Exercise material below:

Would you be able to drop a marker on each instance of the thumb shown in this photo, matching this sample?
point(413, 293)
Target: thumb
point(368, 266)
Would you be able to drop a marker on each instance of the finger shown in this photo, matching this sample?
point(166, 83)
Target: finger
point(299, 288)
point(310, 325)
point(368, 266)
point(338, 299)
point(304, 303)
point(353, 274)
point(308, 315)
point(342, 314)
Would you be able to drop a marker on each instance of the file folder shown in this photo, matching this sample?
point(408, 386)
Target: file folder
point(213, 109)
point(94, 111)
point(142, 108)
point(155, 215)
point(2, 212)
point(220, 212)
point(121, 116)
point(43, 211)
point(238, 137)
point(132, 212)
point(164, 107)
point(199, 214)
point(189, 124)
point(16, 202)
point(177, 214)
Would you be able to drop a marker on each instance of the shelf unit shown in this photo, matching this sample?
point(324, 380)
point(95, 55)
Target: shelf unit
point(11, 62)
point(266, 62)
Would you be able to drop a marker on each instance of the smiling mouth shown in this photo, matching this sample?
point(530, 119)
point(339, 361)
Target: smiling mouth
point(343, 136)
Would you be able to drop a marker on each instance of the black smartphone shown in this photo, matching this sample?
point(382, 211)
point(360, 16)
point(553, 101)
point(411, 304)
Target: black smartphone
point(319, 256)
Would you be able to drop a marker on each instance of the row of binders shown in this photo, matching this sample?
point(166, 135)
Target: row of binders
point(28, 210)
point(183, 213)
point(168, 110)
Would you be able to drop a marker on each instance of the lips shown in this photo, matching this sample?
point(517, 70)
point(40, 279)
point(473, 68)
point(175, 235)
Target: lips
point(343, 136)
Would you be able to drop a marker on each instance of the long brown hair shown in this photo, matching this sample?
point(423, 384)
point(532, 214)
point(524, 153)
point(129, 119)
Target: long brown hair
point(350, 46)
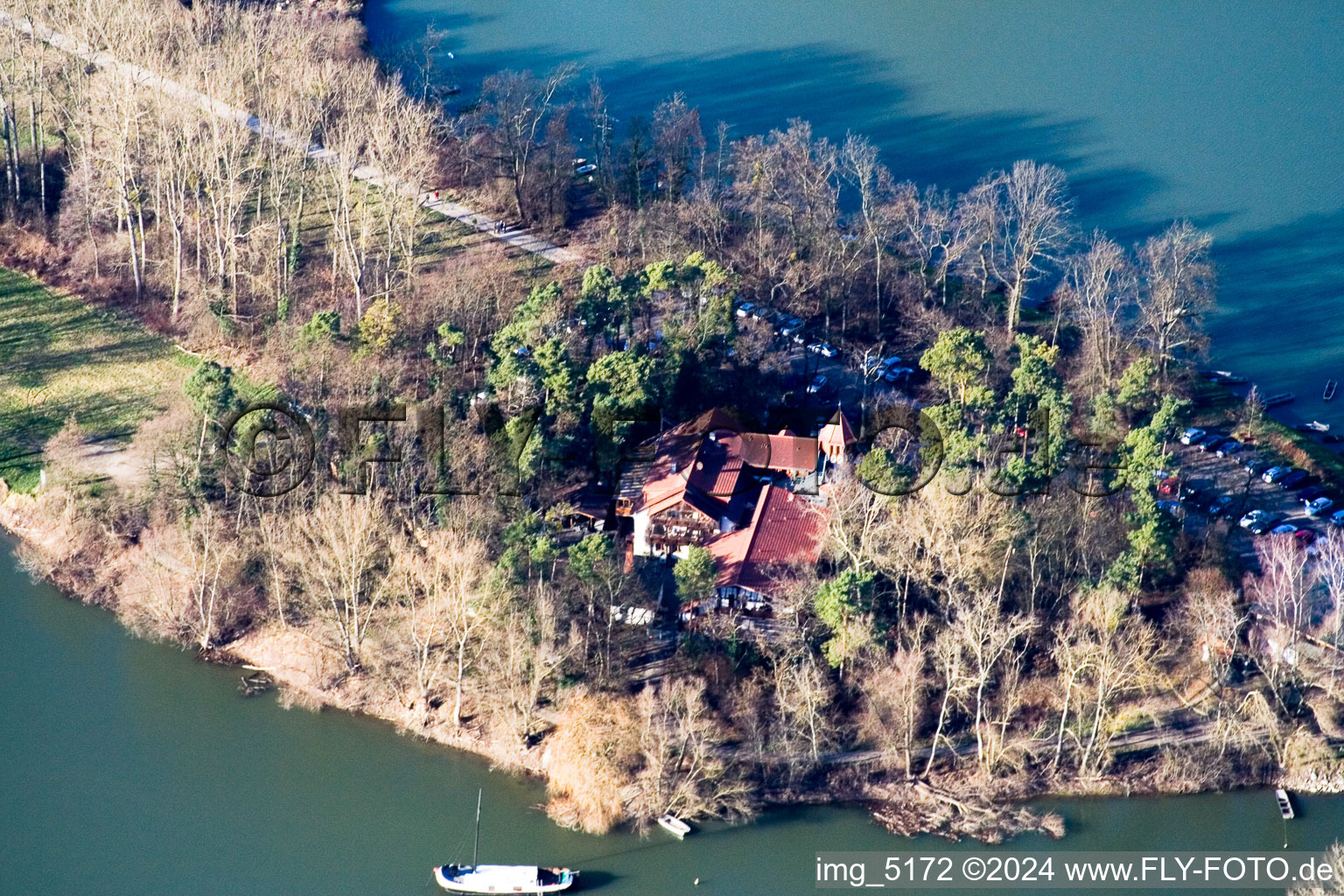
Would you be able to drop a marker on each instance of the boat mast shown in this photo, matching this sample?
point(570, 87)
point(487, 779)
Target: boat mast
point(478, 844)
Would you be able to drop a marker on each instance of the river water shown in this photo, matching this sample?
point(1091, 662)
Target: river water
point(130, 768)
point(1226, 112)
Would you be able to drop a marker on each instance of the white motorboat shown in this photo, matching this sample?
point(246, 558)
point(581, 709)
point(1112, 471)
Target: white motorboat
point(503, 878)
point(1285, 806)
point(674, 825)
point(481, 880)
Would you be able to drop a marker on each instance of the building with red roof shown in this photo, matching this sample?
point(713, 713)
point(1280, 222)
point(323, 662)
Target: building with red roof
point(787, 531)
point(836, 438)
point(704, 479)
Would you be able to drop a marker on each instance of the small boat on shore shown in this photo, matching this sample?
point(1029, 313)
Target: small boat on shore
point(674, 825)
point(1285, 806)
point(1281, 398)
point(481, 880)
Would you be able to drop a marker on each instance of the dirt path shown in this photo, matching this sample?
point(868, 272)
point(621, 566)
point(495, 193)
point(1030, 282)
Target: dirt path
point(521, 240)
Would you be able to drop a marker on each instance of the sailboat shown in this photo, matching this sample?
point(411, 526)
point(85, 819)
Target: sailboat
point(483, 880)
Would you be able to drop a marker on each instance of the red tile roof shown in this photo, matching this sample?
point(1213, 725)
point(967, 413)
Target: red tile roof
point(785, 529)
point(837, 434)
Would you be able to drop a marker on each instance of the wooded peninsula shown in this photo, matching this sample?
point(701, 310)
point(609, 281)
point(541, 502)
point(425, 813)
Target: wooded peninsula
point(692, 471)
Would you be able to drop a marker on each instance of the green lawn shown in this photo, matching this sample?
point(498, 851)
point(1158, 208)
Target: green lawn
point(62, 356)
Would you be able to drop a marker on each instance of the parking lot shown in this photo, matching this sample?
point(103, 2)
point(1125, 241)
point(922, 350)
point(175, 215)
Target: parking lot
point(1213, 474)
point(844, 382)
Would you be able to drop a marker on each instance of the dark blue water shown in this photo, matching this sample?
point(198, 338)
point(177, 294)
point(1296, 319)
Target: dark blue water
point(1222, 112)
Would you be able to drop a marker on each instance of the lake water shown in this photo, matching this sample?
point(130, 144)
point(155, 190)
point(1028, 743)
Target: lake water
point(1223, 112)
point(130, 768)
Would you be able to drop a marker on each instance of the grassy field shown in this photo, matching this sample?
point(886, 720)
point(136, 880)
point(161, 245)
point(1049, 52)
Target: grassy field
point(62, 356)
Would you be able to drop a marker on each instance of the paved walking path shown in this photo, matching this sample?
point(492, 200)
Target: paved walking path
point(483, 223)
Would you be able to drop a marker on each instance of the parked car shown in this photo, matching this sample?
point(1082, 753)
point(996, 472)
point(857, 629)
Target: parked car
point(1311, 494)
point(1294, 480)
point(1319, 507)
point(1251, 517)
point(1265, 524)
point(1210, 442)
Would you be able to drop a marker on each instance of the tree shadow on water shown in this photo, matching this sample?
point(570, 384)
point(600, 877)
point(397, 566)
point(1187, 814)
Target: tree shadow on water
point(839, 90)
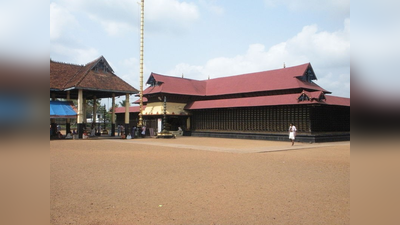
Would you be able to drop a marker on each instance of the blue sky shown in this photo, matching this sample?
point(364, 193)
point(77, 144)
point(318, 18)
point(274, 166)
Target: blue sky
point(201, 38)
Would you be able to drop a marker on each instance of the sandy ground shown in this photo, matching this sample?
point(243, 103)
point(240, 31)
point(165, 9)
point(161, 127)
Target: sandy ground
point(193, 180)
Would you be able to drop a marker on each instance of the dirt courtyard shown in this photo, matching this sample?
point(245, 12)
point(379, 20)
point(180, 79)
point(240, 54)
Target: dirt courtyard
point(194, 180)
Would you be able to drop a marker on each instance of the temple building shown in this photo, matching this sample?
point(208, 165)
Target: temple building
point(255, 106)
point(92, 81)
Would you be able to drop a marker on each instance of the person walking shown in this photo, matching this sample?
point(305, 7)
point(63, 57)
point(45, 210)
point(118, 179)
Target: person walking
point(292, 132)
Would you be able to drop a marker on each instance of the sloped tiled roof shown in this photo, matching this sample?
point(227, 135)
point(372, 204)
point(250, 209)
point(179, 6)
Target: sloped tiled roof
point(175, 85)
point(69, 76)
point(281, 79)
point(272, 100)
point(131, 109)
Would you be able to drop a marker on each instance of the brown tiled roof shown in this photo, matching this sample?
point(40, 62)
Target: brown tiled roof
point(96, 75)
point(288, 99)
point(296, 77)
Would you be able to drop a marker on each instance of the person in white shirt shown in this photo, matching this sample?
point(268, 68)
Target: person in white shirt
point(292, 133)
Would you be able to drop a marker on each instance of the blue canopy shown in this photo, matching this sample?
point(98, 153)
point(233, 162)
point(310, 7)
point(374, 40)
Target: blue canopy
point(60, 109)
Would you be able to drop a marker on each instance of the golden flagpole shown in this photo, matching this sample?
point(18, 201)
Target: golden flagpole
point(140, 124)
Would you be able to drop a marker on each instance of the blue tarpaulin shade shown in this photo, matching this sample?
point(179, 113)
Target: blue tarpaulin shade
point(60, 109)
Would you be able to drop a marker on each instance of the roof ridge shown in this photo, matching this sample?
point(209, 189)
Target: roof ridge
point(87, 70)
point(72, 64)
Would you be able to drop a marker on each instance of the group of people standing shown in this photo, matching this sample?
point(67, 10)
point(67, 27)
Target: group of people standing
point(121, 131)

End of Exercise material.

Everything in the material must be duplicated exactly, except the pictures.

▶ [Written solution]
Would you be able to drop a marker on each instance of the thumb shown in this photo, matching this sample?
point(413, 293)
Target: thumb
point(368, 266)
Would you be able to drop a marker on each instance of the finger shown in this photo, matching this sample?
point(166, 83)
Target: finger
point(299, 288)
point(310, 325)
point(368, 266)
point(338, 299)
point(304, 303)
point(353, 274)
point(308, 315)
point(342, 314)
Would you be able to drop a marker on each instance of the file folder shown in this photo, matching this sample?
point(408, 386)
Target: file folder
point(213, 109)
point(94, 111)
point(142, 108)
point(155, 215)
point(2, 212)
point(220, 212)
point(121, 116)
point(43, 211)
point(238, 137)
point(132, 212)
point(164, 107)
point(199, 214)
point(189, 124)
point(16, 202)
point(177, 214)
Would you be able to drop a marker on each instance of the shelf unit shown in this photo, matching this sample?
point(324, 380)
point(95, 55)
Target: shelf unit
point(11, 62)
point(266, 62)
Would you be able to drop a marker on each instance of the smiling mouth shown in this photo, matching this sample?
point(530, 119)
point(339, 361)
Target: smiling mouth
point(343, 136)
Would you be able to drop a marker on each instance of the black smartphone shown in this photo, matching this sample?
point(382, 211)
point(360, 16)
point(553, 101)
point(411, 304)
Target: black smartphone
point(319, 256)
Would you be able to drop a marker on each instance of the row of binders shown in this photo, matching this sample?
point(166, 135)
Target: row of binders
point(28, 210)
point(183, 213)
point(168, 110)
Would you be able to drop a marker on each instance of the lips shown in this photo, matching this sample?
point(517, 70)
point(40, 279)
point(473, 68)
point(175, 235)
Target: lips
point(343, 136)
Would you be able to drop a marker on each instance of the long brown hair shown in this photo, matching this sample?
point(423, 384)
point(532, 214)
point(524, 153)
point(129, 119)
Target: long brown hair
point(350, 46)
Would you be able to drop a marker on each instance of the boat mast shown in this photo, matching this sample?
point(570, 87)
point(487, 779)
Target: boat mast
point(478, 844)
Would you be able to drop a marker on each instance of the river water shown in this photo, matching this sample?
point(1091, 662)
Target: river water
point(130, 768)
point(1226, 112)
Would you be able to drop a marker on each instance of the white motorboat shown in this photo, matching this sample?
point(246, 558)
point(581, 709)
point(1112, 471)
Target: white motorboat
point(503, 878)
point(1285, 806)
point(674, 825)
point(481, 880)
Would you be able to drop a marker on each instance of the building with red roof shown in this photo, matching this sample?
point(713, 713)
point(1280, 222)
point(323, 662)
Target: building with red roof
point(787, 531)
point(836, 438)
point(704, 479)
Would you be able to drop a marker on each instance of the small boat on shore shown in this photo, matching this sample?
point(1029, 313)
Target: small boat on shore
point(674, 825)
point(1285, 806)
point(1281, 398)
point(481, 880)
Would you be able to drop a marker on each instance of the dirt path shown in this photo, matching this sample?
point(868, 272)
point(621, 566)
point(495, 193)
point(1030, 282)
Target: dirt path
point(521, 240)
Would you be able to drop a marker on each instance of the sailboat shown in this photo, matching this sample?
point(411, 526)
point(85, 819)
Target: sailboat
point(483, 880)
Would you be able to drop a marker on each instance of the red tile roof shown in this photo, matching this sample?
point(1213, 725)
point(967, 413)
Target: red tile roof
point(785, 529)
point(837, 434)
Would you be able to drop a marker on each instance of the wooded peninsula shown in this photo, matching this sample?
point(701, 310)
point(609, 281)
point(541, 502)
point(425, 813)
Target: wooded peninsula
point(692, 471)
Would you be able to drop a marker on each instance of the green lawn shown in this photo, matching this sample?
point(498, 851)
point(1158, 208)
Target: green lawn
point(62, 356)
Would you be able to drop a marker on each instance of the parking lot shown in this photo, matching this sample?
point(103, 2)
point(1125, 241)
point(922, 350)
point(175, 215)
Target: parking lot
point(1213, 474)
point(844, 382)
Would you be able to drop a marker on each instance of the dark blue water shown in this photo, matching this sample?
point(198, 338)
point(177, 294)
point(1296, 319)
Target: dark blue water
point(1222, 112)
Would you be able to drop a marker on each instance of the lake water shown in this photo, matching this sample?
point(130, 144)
point(155, 190)
point(1028, 743)
Target: lake water
point(1223, 112)
point(130, 768)
Would you be able to drop a marker on each instance of the grassy field shown in this photo, matching this sample?
point(886, 720)
point(136, 880)
point(161, 245)
point(1049, 52)
Target: grassy field
point(62, 356)
Would you be able to drop a marker on each instance of the paved walking path shown in this photo, matching this sample?
point(492, 200)
Target: paved walking path
point(483, 223)
Would you be able to drop a marker on each instance of the parked car shown in this photo, matching this sample?
point(1082, 753)
point(996, 472)
point(857, 629)
Target: parked car
point(1311, 494)
point(1294, 480)
point(1319, 507)
point(1251, 517)
point(1265, 524)
point(1210, 442)
Would you be able to drop a marker on each instance of the tree shadow on water shown in this photo, matching this sample?
point(570, 384)
point(600, 877)
point(397, 566)
point(1187, 814)
Target: tree shadow on water
point(839, 90)
Would you be able to drop a marker on each instance of the blue sky shown in this photo, matching this sample?
point(364, 193)
point(77, 144)
point(318, 18)
point(274, 166)
Target: blue sky
point(201, 38)
Would you be able to drop a marker on each instance of the sandy ground shown in this photo, matching this sample?
point(243, 103)
point(240, 31)
point(165, 9)
point(161, 127)
Target: sandy ground
point(193, 180)
Would you be able to drop a marker on each instance of the dirt courtyard shown in this photo, matching this sample?
point(245, 12)
point(379, 20)
point(180, 79)
point(240, 54)
Target: dirt courtyard
point(194, 180)
Would you be able to drop a marker on each instance of the temple building shown in this photo, matching this sample?
point(208, 165)
Target: temple building
point(255, 106)
point(92, 81)
Would you be able to drop a marker on each instance of the person walking shown in this photo, matching this sample?
point(305, 7)
point(63, 57)
point(45, 210)
point(118, 179)
Target: person walking
point(292, 132)
Would you be able to drop a marker on each instance of the sloped tiled roof shown in this photo, matching this sample?
point(227, 135)
point(372, 204)
point(250, 209)
point(179, 6)
Target: sloped tiled roof
point(175, 85)
point(69, 76)
point(281, 79)
point(272, 100)
point(131, 109)
Would you be able to drop a marker on each instance of the brown tiled roof shown in this photo, matching this sample?
point(40, 62)
Target: brown tiled roof
point(96, 75)
point(288, 99)
point(296, 77)
Would you be able to drop a marker on each instance of the person in white shirt shown in this photo, matching this sample?
point(268, 68)
Target: person in white shirt
point(292, 133)
Would you be able to drop a marker on each instance of the blue canopy shown in this photo, matching this sample?
point(98, 153)
point(233, 162)
point(310, 7)
point(374, 40)
Target: blue canopy
point(60, 109)
Would you be able to drop a marker on each instance of the golden flagpole shown in this photo, matching this sample?
point(18, 201)
Target: golden flagpole
point(140, 124)
Would you be able to drop a marker on each instance of the blue tarpaulin shade shown in this photo, matching this sample?
point(179, 113)
Target: blue tarpaulin shade
point(60, 109)
Would you be able to drop a marker on each instance of the roof ridge shown in this photo, matching this sample?
point(209, 189)
Target: roof ridge
point(87, 70)
point(72, 64)
Would you be able to drop a marker on each instance of the group of people standing shown in this photo, matching this sample?
point(67, 10)
point(67, 27)
Target: group of people standing
point(121, 131)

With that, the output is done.